§ **CONSIGNE 1**:
Dans le texte sur la tragédie de l'homme, recopiez le passage allant de « Ainsi, la tragédie » jusqu'à « pour les hommes. ».
§ **CONSIGNE 2**:
Reprenez le texte sur la tragédie de l'homme et prolongez-le à partir de sa dernière phrase, s'il vous plaît.

§ **TEXTE À ANALYSER**:
----------------

Ignorer la tragédie de l’homme
La faiblesse de l’utopie politique, c’est d’ignorer le caractère fondamentalement tragique de l’expérience humaine, les réalités de la maladie, de la souffrance et de la mort qui marquent notre condition et auxquelles le Christ seul répond de manière pleinement satisfaisante par son action salvifique. Le christianisme est en ce sens la religion qui réconcilie le désir de perfection qui se trouve dans le cœur de l’homme avec la condition parfois pénible de son existence par la promesse certaine d’un retour vers le Père et de la participation à la société divine, que nul projet politique, légal, administratif ne peut réaliser ou même singer adéquatement.
Ainsi, la tragédie de l’expérience humaine n’est pas pleinement comprise dans les diverses formes de misères spécifiquement matérielles qui la représentent de manière tangible mais n’en disent pas toute la vérité. La vraie tragédie de l’homme découle d’un mauvais usage de ses attributs les plus hauts, c’est-à-dire son aptitude à connaître et à exercer la liberté, parfois aux pires fins qui soient. C’est la tension entre la splendeur de la création avec l’homme à son sommet, fait à l’image et à la ressemblance de Dieu, et la capacité de l’homme à faire le mal qui a fait se questionner des penseurs à travers les âges sur le dessein de Dieu pour les hommes.

----------------

Données de pointage ancrées dans l'image
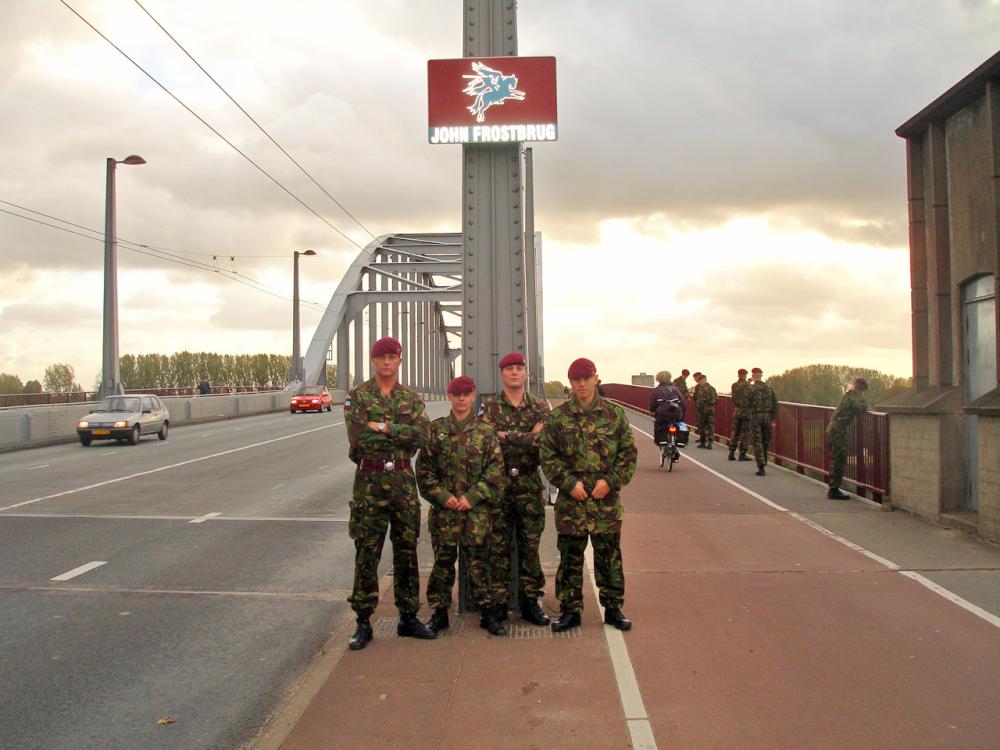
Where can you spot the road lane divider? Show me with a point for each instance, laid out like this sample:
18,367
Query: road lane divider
166,468
894,567
70,574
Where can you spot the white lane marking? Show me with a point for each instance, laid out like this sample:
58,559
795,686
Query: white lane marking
122,517
79,571
723,477
636,718
165,468
929,584
991,618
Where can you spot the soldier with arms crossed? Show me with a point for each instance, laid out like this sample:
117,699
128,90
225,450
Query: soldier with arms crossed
517,417
386,425
460,473
588,452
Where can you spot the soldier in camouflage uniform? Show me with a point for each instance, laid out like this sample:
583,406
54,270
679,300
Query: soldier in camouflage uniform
460,473
740,391
763,412
588,452
517,417
850,407
705,399
386,425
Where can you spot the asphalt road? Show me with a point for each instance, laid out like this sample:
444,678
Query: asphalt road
201,576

----------------

§ **RÉPONSE ATTENDUE 1**:
Ainsi, la tragédie de l’expérience humaine n’est pas pleinement comprise dans les diverses formes de misères spécifiquement matérielles qui la représentent de manière tangible mais n’en disent pas toute la vérité. La vraie tragédie de l’homme découle d’un mauvais usage de ses attributs les plus hauts, c’est-à-dire son aptitude à connaître et à exercer la liberté, parfois aux pires fins qui soient. C’est la tension entre la splendeur de la création avec l’homme à son sommet, fait à l’image et à la ressemblance de Dieu, et la capacité de l’homme à faire le mal qui a fait se questionner des penseurs à travers les âges sur le dessein de Dieu pour les hommes.

§ **RÉPONSE ATTENDUE 2**:
Dans l’utopie, quelle liberté?
On dit parfois que les idéologies politiques propres à la modernité, comme le communisme, le fascisme et le libéralisme, sont en un sens profond des hérésies chrétiennes, des dérivations sécularisées et perverties de la religion chrétienne authentique. L’exemple du communisme, dont le souvenir est aujourd’hui lointain pour plusieurs, est frappant en cela que, pour ses défenseurs, il visait la réalisation d’une société purifiée de ses imperfections, alors qu’il fut représenté par ses détracteurs comme un régime liberticide, s’attaquant de manière radicale à la nature politique et à la vocation spirituelle de l’homme.
C’est ainsi que l’utopie et la dystopie se confondent. À la recherche d’une perfection que l’on ne peut attendre que de Dieu, d’une réunion entre la liberté de l’homme et la vérité de sa nature qui n’est possible que dans l’unité avec le Seigneur, les hommes ont voulu édifier à travers les âges des sociétés parfaites, libérées de la tragédie de l’expérience humaine. Or, rompre avant l’heure avec cette tragédie authentique et bien réelle, c’est priver l’homme de la liberté qu’il lui faut pour donner un assentiment méritoire à la vérité et se conformer au projet de Dieu pour lui dans l’amour, non dans la servilité.
Le désir de perfection, la recherche d’unité et de communion, est profondément enraciné dans le cœur de l’homme, et en ce sens est excellent tant qu’il est dirigé vers sa véritable fin. L’utopie politique est cette déviation qui, incapable de soutenir le caractère tragique de notre condition et de porter son espérance en Christ, nous conduit à la privation de liberté dans la poursuite d’un idéal vain. L’utopie se transforme ainsi inévitablement en dystopie. Nous ne sommes pas appelés à faire descendre ici bas une « parodie de la Cité de Dieu » (Gilson, Les métamorphoses de la cité de Dieu, 1952), mais bien plutôt, en notre temps, à quitter la Cité de l’Homme pour être élevés par la Grâce aux réalités célestes.